> _WORK REQUIRED_
Once you reach the line containing "Target: stork's foot", write out that line and every remaining line of the records exactly.
= Beginning of Section =
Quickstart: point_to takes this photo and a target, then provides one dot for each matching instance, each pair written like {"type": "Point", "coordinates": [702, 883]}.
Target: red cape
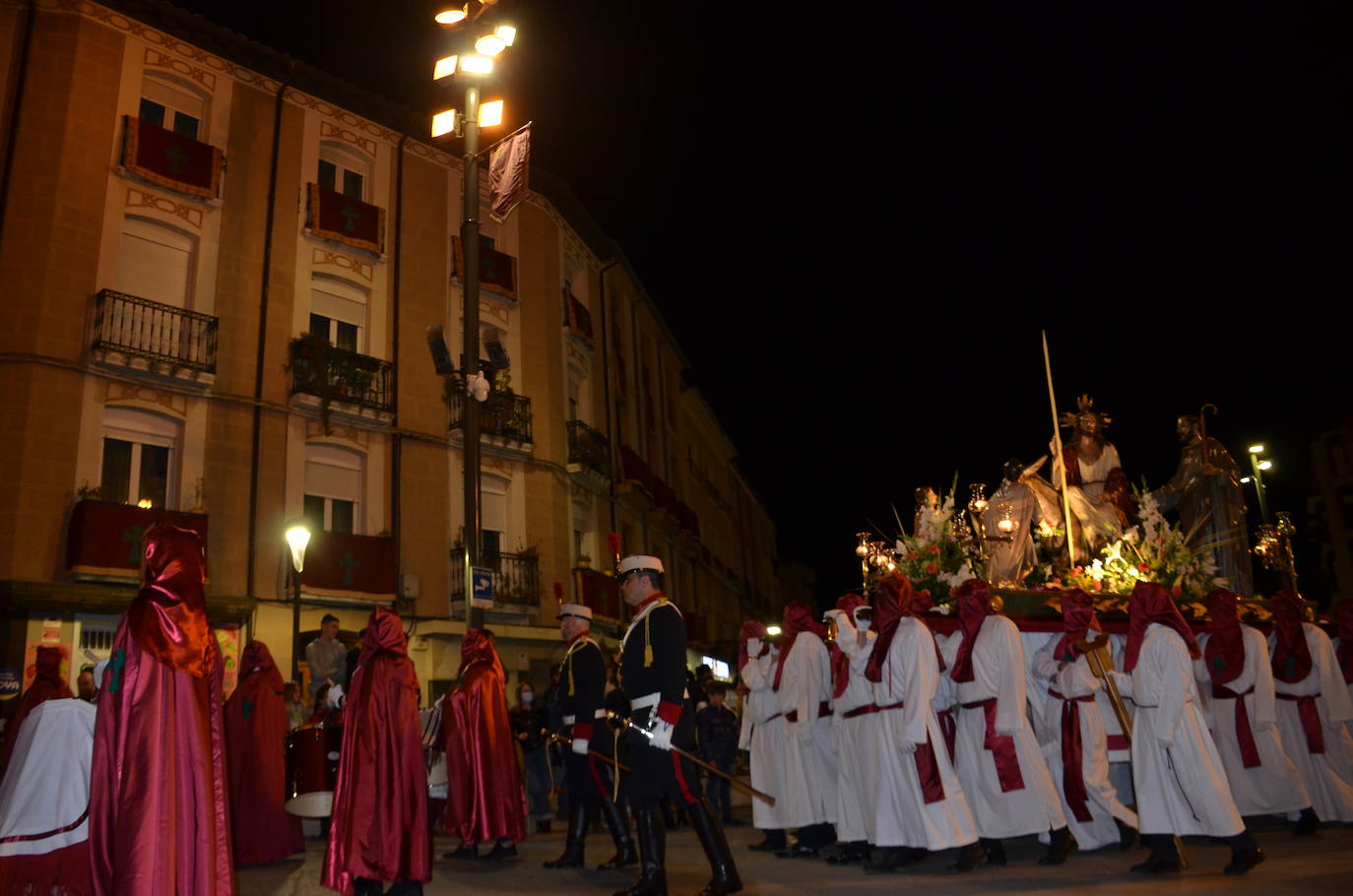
{"type": "Point", "coordinates": [379, 826]}
{"type": "Point", "coordinates": [256, 751]}
{"type": "Point", "coordinates": [159, 822]}
{"type": "Point", "coordinates": [47, 683]}
{"type": "Point", "coordinates": [484, 796]}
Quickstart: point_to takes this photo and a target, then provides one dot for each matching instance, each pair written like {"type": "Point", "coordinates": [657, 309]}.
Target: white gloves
{"type": "Point", "coordinates": [662, 733]}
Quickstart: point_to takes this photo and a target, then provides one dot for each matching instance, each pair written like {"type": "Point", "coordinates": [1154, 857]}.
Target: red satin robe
{"type": "Point", "coordinates": [484, 795]}
{"type": "Point", "coordinates": [256, 746]}
{"type": "Point", "coordinates": [159, 817]}
{"type": "Point", "coordinates": [379, 824]}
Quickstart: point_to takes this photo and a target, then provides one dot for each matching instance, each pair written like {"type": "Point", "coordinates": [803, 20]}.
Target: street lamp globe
{"type": "Point", "coordinates": [297, 537]}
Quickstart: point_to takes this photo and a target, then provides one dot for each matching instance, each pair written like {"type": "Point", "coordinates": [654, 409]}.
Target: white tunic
{"type": "Point", "coordinates": [763, 736]}
{"type": "Point", "coordinates": [1327, 776]}
{"type": "Point", "coordinates": [1076, 679]}
{"type": "Point", "coordinates": [810, 765]}
{"type": "Point", "coordinates": [1182, 785]}
{"type": "Point", "coordinates": [999, 674]}
{"type": "Point", "coordinates": [1273, 787]}
{"type": "Point", "coordinates": [46, 788]}
{"type": "Point", "coordinates": [903, 817]}
{"type": "Point", "coordinates": [857, 741]}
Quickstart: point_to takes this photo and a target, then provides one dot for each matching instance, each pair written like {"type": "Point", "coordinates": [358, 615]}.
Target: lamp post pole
{"type": "Point", "coordinates": [295, 624]}
{"type": "Point", "coordinates": [470, 344]}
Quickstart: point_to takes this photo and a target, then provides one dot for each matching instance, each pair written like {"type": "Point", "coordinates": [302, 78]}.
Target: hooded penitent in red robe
{"type": "Point", "coordinates": [256, 744]}
{"type": "Point", "coordinates": [379, 827]}
{"type": "Point", "coordinates": [47, 683]}
{"type": "Point", "coordinates": [159, 822]}
{"type": "Point", "coordinates": [484, 796]}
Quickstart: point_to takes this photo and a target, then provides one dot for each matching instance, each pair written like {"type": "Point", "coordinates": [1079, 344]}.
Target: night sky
{"type": "Point", "coordinates": [857, 217]}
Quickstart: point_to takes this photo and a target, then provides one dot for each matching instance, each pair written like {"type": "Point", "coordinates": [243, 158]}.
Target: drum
{"type": "Point", "coordinates": [311, 770]}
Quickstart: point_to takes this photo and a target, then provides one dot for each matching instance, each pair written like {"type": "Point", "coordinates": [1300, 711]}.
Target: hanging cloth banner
{"type": "Point", "coordinates": [346, 220]}
{"type": "Point", "coordinates": [509, 173]}
{"type": "Point", "coordinates": [170, 160]}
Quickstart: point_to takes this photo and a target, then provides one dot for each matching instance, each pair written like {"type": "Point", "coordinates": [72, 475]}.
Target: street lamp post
{"type": "Point", "coordinates": [297, 537]}
{"type": "Point", "coordinates": [1258, 465]}
{"type": "Point", "coordinates": [487, 42]}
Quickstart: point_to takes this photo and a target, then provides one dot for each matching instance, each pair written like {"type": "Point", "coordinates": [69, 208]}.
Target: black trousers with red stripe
{"type": "Point", "coordinates": [659, 773]}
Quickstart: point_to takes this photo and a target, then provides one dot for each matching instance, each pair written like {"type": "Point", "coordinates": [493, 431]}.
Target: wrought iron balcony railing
{"type": "Point", "coordinates": [505, 416]}
{"type": "Point", "coordinates": [516, 577]}
{"type": "Point", "coordinates": [141, 328]}
{"type": "Point", "coordinates": [589, 448]}
{"type": "Point", "coordinates": [339, 375]}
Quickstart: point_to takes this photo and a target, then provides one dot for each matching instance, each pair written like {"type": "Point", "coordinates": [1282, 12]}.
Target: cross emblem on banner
{"type": "Point", "coordinates": [487, 267]}
{"type": "Point", "coordinates": [133, 538]}
{"type": "Point", "coordinates": [350, 563]}
{"type": "Point", "coordinates": [176, 159]}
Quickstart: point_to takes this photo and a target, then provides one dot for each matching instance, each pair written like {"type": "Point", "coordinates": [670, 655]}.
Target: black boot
{"type": "Point", "coordinates": [1245, 853]}
{"type": "Point", "coordinates": [618, 823]}
{"type": "Point", "coordinates": [972, 857]}
{"type": "Point", "coordinates": [652, 855]}
{"type": "Point", "coordinates": [1126, 835]}
{"type": "Point", "coordinates": [711, 834]}
{"type": "Point", "coordinates": [1060, 848]}
{"type": "Point", "coordinates": [1164, 860]}
{"type": "Point", "coordinates": [572, 856]}
{"type": "Point", "coordinates": [774, 842]}
{"type": "Point", "coordinates": [1307, 823]}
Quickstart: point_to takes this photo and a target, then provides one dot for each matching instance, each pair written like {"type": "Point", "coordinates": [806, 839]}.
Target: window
{"type": "Point", "coordinates": [333, 488]}
{"type": "Point", "coordinates": [172, 105]}
{"type": "Point", "coordinates": [344, 170]}
{"type": "Point", "coordinates": [339, 313]}
{"type": "Point", "coordinates": [156, 261]}
{"type": "Point", "coordinates": [138, 455]}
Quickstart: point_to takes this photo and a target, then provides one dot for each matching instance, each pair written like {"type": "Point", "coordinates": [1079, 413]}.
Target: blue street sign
{"type": "Point", "coordinates": [483, 578]}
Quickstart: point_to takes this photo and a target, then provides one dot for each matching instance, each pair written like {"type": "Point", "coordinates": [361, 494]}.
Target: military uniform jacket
{"type": "Point", "coordinates": [652, 668]}
{"type": "Point", "coordinates": [582, 686]}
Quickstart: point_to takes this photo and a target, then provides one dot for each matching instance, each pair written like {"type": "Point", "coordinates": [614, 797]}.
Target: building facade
{"type": "Point", "coordinates": [220, 268]}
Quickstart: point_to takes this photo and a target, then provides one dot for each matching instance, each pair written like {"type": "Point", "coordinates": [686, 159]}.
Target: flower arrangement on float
{"type": "Point", "coordinates": [1150, 551]}
{"type": "Point", "coordinates": [931, 558]}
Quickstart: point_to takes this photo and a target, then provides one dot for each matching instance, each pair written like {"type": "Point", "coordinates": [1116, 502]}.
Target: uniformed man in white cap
{"type": "Point", "coordinates": [582, 685]}
{"type": "Point", "coordinates": [652, 669]}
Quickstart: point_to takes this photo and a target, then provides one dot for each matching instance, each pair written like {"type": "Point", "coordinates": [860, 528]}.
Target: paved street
{"type": "Point", "coordinates": [1306, 865]}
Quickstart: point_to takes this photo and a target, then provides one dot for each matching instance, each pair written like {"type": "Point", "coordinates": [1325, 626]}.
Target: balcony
{"type": "Point", "coordinates": [103, 541]}
{"type": "Point", "coordinates": [588, 450]}
{"type": "Point", "coordinates": [516, 581]}
{"type": "Point", "coordinates": [337, 375]}
{"type": "Point", "coordinates": [153, 335]}
{"type": "Point", "coordinates": [503, 418]}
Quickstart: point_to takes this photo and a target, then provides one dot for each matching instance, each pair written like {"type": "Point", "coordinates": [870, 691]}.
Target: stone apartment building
{"type": "Point", "coordinates": [218, 270]}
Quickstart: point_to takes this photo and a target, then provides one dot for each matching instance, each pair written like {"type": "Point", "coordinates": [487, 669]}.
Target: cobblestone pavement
{"type": "Point", "coordinates": [1295, 865]}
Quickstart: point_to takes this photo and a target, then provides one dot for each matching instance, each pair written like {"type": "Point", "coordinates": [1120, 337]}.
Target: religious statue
{"type": "Point", "coordinates": [1096, 487]}
{"type": "Point", "coordinates": [1011, 519]}
{"type": "Point", "coordinates": [1205, 490]}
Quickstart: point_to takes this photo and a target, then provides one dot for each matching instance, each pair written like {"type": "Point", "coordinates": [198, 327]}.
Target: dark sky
{"type": "Point", "coordinates": [857, 217]}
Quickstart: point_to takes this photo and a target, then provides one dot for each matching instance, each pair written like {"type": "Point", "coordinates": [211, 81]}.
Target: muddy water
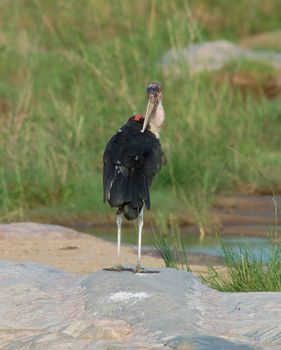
{"type": "Point", "coordinates": [247, 219]}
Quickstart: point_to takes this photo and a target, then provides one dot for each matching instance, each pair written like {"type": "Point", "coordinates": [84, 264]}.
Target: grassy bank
{"type": "Point", "coordinates": [72, 72]}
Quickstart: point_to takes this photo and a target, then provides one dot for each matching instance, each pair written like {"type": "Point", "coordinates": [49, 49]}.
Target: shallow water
{"type": "Point", "coordinates": [210, 245]}
{"type": "Point", "coordinates": [241, 218]}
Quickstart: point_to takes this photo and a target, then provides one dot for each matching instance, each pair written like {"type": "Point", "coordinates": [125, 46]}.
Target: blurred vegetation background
{"type": "Point", "coordinates": [72, 72]}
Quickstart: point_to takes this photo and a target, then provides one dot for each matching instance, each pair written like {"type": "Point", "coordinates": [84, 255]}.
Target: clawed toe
{"type": "Point", "coordinates": [118, 268]}
{"type": "Point", "coordinates": [140, 269]}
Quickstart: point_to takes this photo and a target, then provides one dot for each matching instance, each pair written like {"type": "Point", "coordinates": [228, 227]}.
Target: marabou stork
{"type": "Point", "coordinates": [132, 158]}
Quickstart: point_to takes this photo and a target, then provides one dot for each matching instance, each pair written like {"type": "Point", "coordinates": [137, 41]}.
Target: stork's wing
{"type": "Point", "coordinates": [131, 160]}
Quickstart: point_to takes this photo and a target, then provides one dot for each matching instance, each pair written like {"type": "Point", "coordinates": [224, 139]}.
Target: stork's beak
{"type": "Point", "coordinates": [150, 110]}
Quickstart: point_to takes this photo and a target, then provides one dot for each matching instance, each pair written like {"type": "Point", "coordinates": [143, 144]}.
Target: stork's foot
{"type": "Point", "coordinates": [119, 268]}
{"type": "Point", "coordinates": [140, 269]}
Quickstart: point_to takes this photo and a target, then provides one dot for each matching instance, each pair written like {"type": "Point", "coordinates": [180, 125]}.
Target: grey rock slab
{"type": "Point", "coordinates": [45, 308]}
{"type": "Point", "coordinates": [30, 229]}
{"type": "Point", "coordinates": [213, 55]}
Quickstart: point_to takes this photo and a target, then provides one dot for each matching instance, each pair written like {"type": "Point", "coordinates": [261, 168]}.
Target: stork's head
{"type": "Point", "coordinates": [154, 95]}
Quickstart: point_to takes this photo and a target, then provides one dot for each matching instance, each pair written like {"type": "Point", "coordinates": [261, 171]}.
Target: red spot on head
{"type": "Point", "coordinates": [137, 117]}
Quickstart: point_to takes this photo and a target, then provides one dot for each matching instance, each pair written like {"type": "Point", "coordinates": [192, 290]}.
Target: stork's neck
= End of Section =
> _TASK RESPONSE_
Target: stork's foot
{"type": "Point", "coordinates": [119, 268]}
{"type": "Point", "coordinates": [140, 269]}
Quickstart: point_to takes this photo and a target, then provides one dot for each matching instance, each pair written like {"type": "Point", "coordinates": [180, 125]}.
Target: grey rock slab
{"type": "Point", "coordinates": [45, 308]}
{"type": "Point", "coordinates": [30, 229]}
{"type": "Point", "coordinates": [213, 55]}
Quickstart: point_to takes this photo and a target, then provides one dot for each matching instance, each pair written like {"type": "Point", "coordinates": [261, 168]}.
Target: stork's head
{"type": "Point", "coordinates": [154, 95]}
Quickstart: point_to takes this photo and a target, then provides one dot for each matching instance, each pair written like {"type": "Point", "coordinates": [261, 171]}.
Target: red spot on head
{"type": "Point", "coordinates": [137, 117]}
Quickstart: point_to takes this photo and a target, then provides one dot for each matching instance, each pair written like {"type": "Point", "coordinates": [192, 290]}.
Target: stork's neck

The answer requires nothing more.